##### Data for processing #####
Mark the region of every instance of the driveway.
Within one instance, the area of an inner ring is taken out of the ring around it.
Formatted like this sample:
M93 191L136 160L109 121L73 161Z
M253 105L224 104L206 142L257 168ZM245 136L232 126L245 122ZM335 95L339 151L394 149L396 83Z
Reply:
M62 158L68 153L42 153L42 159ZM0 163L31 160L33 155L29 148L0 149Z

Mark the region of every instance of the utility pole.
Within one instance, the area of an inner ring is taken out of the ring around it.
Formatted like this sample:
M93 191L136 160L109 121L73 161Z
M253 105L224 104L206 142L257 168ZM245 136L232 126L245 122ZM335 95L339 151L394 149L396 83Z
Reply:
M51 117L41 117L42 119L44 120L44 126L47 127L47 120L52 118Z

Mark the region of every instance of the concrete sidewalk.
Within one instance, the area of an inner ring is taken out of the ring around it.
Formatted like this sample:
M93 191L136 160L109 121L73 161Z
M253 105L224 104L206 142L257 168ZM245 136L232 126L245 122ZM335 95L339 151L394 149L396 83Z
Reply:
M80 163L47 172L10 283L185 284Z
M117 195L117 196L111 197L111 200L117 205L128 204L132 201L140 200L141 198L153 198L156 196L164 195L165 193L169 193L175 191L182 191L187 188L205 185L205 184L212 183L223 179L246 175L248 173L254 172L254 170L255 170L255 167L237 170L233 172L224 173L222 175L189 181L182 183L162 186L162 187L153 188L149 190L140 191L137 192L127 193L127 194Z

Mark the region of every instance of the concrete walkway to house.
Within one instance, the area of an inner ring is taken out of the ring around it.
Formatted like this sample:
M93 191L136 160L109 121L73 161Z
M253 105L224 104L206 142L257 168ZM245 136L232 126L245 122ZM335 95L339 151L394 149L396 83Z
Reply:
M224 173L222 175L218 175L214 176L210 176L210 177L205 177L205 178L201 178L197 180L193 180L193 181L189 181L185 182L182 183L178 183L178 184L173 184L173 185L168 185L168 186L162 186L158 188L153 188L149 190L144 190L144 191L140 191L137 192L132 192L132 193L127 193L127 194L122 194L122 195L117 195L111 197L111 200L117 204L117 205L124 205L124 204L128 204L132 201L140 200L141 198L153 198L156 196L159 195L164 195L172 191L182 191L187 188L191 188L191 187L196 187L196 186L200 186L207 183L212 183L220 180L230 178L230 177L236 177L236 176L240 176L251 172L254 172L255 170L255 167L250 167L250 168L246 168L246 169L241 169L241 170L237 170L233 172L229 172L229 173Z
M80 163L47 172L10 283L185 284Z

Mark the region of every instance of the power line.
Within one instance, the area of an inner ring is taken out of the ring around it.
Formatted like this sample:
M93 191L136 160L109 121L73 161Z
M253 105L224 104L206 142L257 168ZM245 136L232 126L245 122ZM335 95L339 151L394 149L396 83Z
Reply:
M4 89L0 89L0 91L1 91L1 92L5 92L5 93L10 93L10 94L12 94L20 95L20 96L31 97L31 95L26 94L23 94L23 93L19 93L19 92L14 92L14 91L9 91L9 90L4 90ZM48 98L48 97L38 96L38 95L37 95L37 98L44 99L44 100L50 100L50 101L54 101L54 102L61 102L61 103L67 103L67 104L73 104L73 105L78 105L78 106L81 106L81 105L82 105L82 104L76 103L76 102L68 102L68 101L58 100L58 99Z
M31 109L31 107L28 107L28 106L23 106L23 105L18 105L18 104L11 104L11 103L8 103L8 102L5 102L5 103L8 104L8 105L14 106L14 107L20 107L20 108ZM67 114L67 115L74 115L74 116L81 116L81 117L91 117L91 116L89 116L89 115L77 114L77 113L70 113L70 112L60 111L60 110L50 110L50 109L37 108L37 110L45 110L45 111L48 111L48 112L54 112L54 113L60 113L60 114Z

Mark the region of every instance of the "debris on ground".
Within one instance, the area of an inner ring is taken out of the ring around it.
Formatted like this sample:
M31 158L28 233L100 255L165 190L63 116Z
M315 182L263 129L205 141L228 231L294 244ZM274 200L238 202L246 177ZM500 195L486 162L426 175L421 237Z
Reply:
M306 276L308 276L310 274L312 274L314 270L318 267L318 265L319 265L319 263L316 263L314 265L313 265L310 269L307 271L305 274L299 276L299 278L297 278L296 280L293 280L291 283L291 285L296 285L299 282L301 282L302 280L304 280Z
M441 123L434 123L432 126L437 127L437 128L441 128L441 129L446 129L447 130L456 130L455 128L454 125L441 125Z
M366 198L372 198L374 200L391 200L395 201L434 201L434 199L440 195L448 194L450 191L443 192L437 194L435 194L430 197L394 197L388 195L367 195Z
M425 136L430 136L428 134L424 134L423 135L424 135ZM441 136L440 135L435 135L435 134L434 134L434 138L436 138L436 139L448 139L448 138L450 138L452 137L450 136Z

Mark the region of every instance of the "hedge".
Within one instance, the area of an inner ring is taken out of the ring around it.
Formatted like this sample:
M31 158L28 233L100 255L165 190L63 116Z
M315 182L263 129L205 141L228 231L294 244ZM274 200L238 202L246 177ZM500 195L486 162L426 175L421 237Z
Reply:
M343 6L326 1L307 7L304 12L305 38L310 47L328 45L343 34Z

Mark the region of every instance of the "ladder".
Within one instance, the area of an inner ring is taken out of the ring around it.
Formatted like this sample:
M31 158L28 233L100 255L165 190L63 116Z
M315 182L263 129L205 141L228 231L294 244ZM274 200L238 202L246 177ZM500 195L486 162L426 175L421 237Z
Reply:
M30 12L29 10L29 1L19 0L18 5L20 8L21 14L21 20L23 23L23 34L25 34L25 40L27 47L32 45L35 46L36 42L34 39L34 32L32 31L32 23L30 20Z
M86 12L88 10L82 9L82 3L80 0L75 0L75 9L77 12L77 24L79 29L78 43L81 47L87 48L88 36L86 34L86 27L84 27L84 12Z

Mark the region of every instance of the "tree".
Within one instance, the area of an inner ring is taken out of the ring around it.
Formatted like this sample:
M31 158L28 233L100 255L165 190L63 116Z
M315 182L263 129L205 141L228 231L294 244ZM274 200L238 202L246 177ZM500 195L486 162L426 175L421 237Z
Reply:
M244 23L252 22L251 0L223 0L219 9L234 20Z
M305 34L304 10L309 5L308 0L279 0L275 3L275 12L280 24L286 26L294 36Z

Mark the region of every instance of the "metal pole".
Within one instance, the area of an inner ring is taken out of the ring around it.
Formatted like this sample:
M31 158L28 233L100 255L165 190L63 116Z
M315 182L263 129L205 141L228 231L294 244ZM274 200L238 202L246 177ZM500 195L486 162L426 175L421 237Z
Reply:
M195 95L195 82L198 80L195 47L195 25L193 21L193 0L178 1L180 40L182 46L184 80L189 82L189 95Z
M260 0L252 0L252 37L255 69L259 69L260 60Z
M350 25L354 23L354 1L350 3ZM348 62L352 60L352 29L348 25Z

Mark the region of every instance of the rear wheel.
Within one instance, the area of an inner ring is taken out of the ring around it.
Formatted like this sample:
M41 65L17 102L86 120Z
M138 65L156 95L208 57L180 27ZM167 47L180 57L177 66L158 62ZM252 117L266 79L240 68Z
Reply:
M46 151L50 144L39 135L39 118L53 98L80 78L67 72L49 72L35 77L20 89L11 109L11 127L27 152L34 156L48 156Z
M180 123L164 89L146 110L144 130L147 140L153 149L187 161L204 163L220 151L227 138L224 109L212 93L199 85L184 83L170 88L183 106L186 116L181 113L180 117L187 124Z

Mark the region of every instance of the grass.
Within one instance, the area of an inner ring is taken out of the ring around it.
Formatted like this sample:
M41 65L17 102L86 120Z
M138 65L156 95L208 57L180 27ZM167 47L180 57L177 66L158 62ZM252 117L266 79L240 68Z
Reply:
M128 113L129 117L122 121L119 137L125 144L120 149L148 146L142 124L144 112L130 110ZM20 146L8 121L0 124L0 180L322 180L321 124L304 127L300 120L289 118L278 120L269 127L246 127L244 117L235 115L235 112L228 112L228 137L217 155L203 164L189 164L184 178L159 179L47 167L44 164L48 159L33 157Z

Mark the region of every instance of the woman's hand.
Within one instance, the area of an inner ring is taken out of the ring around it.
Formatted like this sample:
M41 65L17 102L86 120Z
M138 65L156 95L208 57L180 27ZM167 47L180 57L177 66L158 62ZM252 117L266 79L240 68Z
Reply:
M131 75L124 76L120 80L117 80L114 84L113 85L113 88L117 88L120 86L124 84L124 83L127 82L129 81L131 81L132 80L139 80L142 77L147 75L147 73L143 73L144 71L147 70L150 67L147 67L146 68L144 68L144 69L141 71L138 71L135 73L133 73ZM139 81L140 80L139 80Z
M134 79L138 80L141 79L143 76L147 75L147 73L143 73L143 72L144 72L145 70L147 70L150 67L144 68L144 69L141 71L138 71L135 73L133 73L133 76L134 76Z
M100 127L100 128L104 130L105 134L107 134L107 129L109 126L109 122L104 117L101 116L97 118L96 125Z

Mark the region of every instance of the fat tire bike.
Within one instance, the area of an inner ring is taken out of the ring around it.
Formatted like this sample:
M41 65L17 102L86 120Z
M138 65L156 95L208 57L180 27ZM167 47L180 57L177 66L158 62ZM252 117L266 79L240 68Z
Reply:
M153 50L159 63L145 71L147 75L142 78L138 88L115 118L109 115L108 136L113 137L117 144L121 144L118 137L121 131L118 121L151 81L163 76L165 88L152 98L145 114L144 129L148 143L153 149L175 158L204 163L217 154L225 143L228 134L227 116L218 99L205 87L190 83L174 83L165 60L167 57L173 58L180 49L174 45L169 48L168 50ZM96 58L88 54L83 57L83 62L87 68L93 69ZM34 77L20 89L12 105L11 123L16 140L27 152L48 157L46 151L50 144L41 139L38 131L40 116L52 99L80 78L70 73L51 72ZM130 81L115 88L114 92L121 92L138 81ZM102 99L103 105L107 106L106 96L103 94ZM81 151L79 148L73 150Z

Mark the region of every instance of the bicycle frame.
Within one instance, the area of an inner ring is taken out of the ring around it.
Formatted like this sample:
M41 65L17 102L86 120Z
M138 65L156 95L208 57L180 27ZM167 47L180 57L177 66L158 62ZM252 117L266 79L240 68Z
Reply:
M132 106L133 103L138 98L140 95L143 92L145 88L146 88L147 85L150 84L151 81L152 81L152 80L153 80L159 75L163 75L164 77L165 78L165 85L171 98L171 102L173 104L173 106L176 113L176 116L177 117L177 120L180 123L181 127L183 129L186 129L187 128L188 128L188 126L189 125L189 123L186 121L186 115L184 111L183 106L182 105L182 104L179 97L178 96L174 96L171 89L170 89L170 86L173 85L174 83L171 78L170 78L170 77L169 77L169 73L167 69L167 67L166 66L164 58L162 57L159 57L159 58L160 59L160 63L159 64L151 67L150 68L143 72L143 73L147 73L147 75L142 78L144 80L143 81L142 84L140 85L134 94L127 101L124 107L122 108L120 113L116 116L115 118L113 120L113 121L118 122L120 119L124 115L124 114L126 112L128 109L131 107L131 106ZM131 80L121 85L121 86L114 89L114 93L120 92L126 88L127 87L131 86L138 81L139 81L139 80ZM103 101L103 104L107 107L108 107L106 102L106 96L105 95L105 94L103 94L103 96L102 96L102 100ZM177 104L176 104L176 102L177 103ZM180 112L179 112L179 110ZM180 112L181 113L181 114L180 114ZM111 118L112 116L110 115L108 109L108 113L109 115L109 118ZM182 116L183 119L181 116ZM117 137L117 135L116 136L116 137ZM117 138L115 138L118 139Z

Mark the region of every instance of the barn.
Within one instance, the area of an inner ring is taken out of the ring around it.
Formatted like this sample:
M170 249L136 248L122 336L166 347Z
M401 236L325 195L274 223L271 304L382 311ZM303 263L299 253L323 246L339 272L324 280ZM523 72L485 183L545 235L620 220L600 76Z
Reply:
#####
- What to work on -
Edit the rows from the beginning through the line that contains "M117 195L117 196L111", replacing "Mark the region" with "Outline the area" and leaving everything else unchanged. Return only those lines.

- Result below -
Outline the area of every instance of the driveway.
Within one instance, the area of an inner ring is taken out of the ring around it.
Formatted like this sample:
M93 191L136 160L109 121L73 161Z
M253 105L224 104L206 142L257 168ZM245 136L232 126L245 122ZM335 95L339 151L394 149L396 83Z
Reply:
M62 158L68 153L42 153L42 159ZM0 163L31 160L33 155L29 148L0 149Z

Outline the area of every instance of the utility pole.
Within one instance, the area of an inner ring is taken out of the ring around it.
Formatted like this sample:
M93 191L136 160L109 121L73 161Z
M253 105L224 104L206 142L257 168ZM245 136L232 126L245 122ZM335 95L339 151L394 149L396 83Z
Reply:
M51 117L41 117L42 119L44 120L44 126L47 127L47 120L52 118Z

Outline the area of every instance of the concrete sidewalk.
Within one instance, the area of an inner ring is taken out of the ring around it.
Formatted like this sample:
M93 191L136 160L109 121L73 161Z
M253 105L224 104L206 142L257 168ZM245 136L232 126L245 122ZM335 95L339 151L394 149L396 83Z
Reply:
M80 163L47 172L10 283L185 284Z
M117 195L117 196L111 197L111 200L117 205L128 204L132 201L140 200L141 198L153 198L156 196L164 195L165 193L169 193L175 191L182 191L187 188L205 185L205 184L212 183L223 179L246 175L248 173L254 172L254 170L255 170L255 167L237 170L233 172L224 173L222 175L189 181L182 183L162 186L162 187L153 188L149 190L140 191L137 192L127 193L127 194Z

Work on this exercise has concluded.